SELECTED EXCERPT:
Khilafat scriptural sanction and historical antecedents - II
by Shreerang Godbole on 20 Jul 2020 1 Comment

To a devout Muslim, doctrine overrides conscience. Islamic doctrine flows from a triad of Islamic scriptures that includes Quran, Hadith (narrative record of the sayings or customs of Prophet Muhammad) and the Sira (biography of the Prophet Muhammad) or Sunnah (tradition or way of Prophet Muhammad). Whether at a personal or community level, it is scriptural sanction alone that validates any thought or action as moral or legal. Notions of righteousness, justice, goodness, wisdom and piety are determined by scripture in punctilious detail. They may not match and in fact may run afoul of universal standards.

 

Though the global Ummah (community of the Islamic Faithful) is by its very nature supra-national, it is divided by territorial borders that are abhorrent to Islam. It is not hard to imagine how a supra-national idea may translate into an extra-territorial pan-Islamic political movement. If the Khilafat Movement had caught the imagination of Indian Muslims for at least six years, one may safely assume that it had scriptural sanction. As scriptural sanction has timeless validity, one may also assume that the Khilafat Movement had historical antecedents and will also repeat itself in future.

 

Before we proceed, a word or two about the term ‘pan-Islamism’. The first use of the term thus far discovered is by Franz von Werner (aka Murad Effendi) in Turkischo Skizzen (German for Turkish Sketches, 1877) and later by French journalist Gabriel Charmes in 1881. The closest Islamic equivalent term, Ittihad-i-Islam or the terms Ittihad-i-Din and Uhuv vet-i-Din had long been used in the correspondence between the Ottomans and Muslim rulers of India, Central Asia and Indonesia (The Khilafat Movement in India, 1919-1924, Muhammad Naeem Qureshi, dissertation submitted to University of London, 1973, p. 6). Though the term pan-Islamism is a relatively late construct, the idea has its roots in the following Quranic passage: “And verily this Ummah of yours is one Ummah and I am your Lord and Cherisher, therefore fear Me and no other”. (23:52)

WHAT YOU NEED TO DO:
1. Reproduce the passage of the Khilafat article word for word, starting with "Khilafat scriptural sanction" and going on through "of universal standards.".
2. Extend the Khilafat article onward from its final sentence.
The records are separate material, unrelated to the Khilafat article.

RECORD EXTRACTS:

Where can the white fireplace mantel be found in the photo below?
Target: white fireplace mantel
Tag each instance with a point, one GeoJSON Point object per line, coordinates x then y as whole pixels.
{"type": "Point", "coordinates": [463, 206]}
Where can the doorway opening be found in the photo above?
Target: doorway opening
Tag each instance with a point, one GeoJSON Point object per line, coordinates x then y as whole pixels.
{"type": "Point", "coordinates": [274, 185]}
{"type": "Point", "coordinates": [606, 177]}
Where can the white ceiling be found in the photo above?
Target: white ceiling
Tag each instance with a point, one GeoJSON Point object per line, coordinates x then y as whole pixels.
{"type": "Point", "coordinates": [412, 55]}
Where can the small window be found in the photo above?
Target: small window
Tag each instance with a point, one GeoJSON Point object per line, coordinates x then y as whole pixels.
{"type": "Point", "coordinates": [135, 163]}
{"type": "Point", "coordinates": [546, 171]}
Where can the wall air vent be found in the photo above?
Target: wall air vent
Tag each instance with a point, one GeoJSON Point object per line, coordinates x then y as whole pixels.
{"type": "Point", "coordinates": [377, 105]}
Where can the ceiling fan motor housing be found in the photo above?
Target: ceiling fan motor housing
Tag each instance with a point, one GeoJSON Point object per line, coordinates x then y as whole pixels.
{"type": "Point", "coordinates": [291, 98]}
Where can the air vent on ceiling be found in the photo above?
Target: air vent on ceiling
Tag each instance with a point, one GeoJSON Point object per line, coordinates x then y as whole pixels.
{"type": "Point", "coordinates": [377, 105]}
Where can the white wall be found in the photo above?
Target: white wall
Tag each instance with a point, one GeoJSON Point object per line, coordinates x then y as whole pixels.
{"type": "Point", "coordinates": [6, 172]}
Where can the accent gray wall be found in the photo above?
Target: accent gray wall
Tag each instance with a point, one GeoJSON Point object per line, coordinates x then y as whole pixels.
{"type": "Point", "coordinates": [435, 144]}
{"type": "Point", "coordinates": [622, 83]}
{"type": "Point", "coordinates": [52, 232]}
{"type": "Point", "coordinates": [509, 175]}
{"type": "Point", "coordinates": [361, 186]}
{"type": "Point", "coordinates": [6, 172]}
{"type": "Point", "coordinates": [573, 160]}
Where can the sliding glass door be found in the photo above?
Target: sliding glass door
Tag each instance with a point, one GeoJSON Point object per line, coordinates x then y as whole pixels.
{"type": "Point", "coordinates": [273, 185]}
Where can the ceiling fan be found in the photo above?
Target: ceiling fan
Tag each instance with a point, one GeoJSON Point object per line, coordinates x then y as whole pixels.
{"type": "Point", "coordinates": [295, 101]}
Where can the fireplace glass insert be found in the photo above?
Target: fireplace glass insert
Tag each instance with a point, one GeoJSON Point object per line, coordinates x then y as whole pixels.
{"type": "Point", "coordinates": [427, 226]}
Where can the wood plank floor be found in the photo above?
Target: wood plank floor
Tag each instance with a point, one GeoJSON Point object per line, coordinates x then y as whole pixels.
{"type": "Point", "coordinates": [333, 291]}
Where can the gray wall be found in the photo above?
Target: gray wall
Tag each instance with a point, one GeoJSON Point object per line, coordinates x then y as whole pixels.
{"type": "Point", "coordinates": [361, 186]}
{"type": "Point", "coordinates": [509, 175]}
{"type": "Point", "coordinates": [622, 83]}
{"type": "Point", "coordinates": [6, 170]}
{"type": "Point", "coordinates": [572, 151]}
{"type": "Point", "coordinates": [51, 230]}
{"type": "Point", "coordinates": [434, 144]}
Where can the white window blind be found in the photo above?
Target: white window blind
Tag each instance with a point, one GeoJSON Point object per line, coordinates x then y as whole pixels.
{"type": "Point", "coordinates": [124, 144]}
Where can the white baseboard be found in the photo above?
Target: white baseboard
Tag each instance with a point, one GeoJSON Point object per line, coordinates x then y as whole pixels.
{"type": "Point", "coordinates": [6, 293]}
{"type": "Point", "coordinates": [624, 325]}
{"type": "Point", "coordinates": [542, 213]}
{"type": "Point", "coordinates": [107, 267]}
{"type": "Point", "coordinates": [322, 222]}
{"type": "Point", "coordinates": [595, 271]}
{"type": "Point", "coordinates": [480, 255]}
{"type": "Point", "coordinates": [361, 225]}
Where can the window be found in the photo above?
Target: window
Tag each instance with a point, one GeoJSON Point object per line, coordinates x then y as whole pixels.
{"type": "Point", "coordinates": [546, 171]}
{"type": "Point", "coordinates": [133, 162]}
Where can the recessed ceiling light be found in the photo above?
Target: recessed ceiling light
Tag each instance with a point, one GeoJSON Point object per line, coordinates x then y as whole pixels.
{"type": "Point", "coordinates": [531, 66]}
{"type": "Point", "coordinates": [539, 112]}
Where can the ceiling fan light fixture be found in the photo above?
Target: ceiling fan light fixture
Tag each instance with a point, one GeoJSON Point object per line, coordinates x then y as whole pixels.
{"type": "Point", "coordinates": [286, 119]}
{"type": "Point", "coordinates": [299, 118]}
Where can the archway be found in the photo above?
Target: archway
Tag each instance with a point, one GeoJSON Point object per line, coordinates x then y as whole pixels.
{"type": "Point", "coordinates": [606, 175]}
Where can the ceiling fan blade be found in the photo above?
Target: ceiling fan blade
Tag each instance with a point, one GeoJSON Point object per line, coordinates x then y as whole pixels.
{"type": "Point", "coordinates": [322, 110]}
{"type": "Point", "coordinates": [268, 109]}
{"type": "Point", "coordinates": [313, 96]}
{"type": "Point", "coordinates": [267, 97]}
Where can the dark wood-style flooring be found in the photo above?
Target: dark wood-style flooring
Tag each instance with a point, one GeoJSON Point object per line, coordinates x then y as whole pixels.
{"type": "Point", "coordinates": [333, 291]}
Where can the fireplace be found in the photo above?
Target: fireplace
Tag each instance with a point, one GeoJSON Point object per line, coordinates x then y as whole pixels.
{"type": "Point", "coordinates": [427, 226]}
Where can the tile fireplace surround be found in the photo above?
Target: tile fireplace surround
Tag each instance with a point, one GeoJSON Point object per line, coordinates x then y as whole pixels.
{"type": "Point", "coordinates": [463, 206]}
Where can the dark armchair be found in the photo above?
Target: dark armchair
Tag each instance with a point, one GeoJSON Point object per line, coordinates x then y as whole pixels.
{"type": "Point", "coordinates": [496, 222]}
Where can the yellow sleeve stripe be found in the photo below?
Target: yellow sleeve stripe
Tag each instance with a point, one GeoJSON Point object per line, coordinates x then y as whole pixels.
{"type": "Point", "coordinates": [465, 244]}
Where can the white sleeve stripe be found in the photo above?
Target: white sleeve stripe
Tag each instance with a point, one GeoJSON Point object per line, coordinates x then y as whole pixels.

THE ANSWERS:
1.
Khilafat scriptural sanction and historical antecedents - II
by Shreerang Godbole on 20 Jul 2020 1 Comment

To a devout Muslim, doctrine overrides conscience. Islamic doctrine flows from a triad of Islamic scriptures that includes Quran, Hadith (narrative record of the sayings or customs of Prophet Muhammad) and the Sira (biography of the Prophet Muhammad) or Sunnah (tradition or way of Prophet Muhammad). Whether at a personal or community level, it is scriptural sanction alone that validates any thought or action as moral or legal. Notions of righteousness, justice, goodness, wisdom and piety are determined by scripture in punctilious detail. They may not match and in fact may run afoul of universal standards.

2.
Khilafat in early Islamic history

 

The Quran mentions the word khalifa (lit. successor, pl. Khulafa) in the sense of vice-regent or successor in Verses 2.30. 4.59. 6.165, 35.39 and 38.26. The first Muslim ruler was none other than Prophet Muhammad (570-632). Though he started his Prophetic mission in 610 CE, he started ruling Medina in 622 CE. Thus, for ten years, he was Prophet, Ruler, Military Commander, Jurist and Judge. Neither did the Quran nor Prophet Muhammad assign his Khalifa.

 

In Islam, Prophet Muhammad is the Seal of the Prophets (Quran 33:40) and no one can take the place of the Prophet in his position as Messenger of God. However, his position as a ruler can be represented by other Muslims for the Quran states; “O you who believe! Obey God and obey the Messenger, and those from among you who are invested with authority” (4:59). The Hadith has numerous commandments regarding allegiance to a ruler, for example, “Whoever dishonours a ruler of Allah on earth, Allah will dishonour him” (Tirmizi, Al-Hadith, Tr. of Mishkat-ul-Masabih, Vol.2, Islamic Book Service, Delhi, p.560).

 

The title of the first Khalifa Abu Bakr was Khalifatu Rasul al-Allah (Successor of Messenger of Allah). The first four Khulafa, Abu Bakr (632–634), Umar (634–644), Uthman (Osman, Ottoman 644–656) and Ali (656–661) have been called as Khulafa Rashidun (the rightly guided Khulafa) by Sunni Muslims. All four belonged to the Quraysh, the tribe that included Prophet Muhammad’s Hashemite clan. During their period, Islamic armies defeated the Sassanid Empire, halved and almost destroyed the Byzantine Empire and expanded into South and Central Asia and through North Africa into the Iberian Peninsula. The period of the first four Khulafa (632-661 CE) is considered the Golden Age of Islam.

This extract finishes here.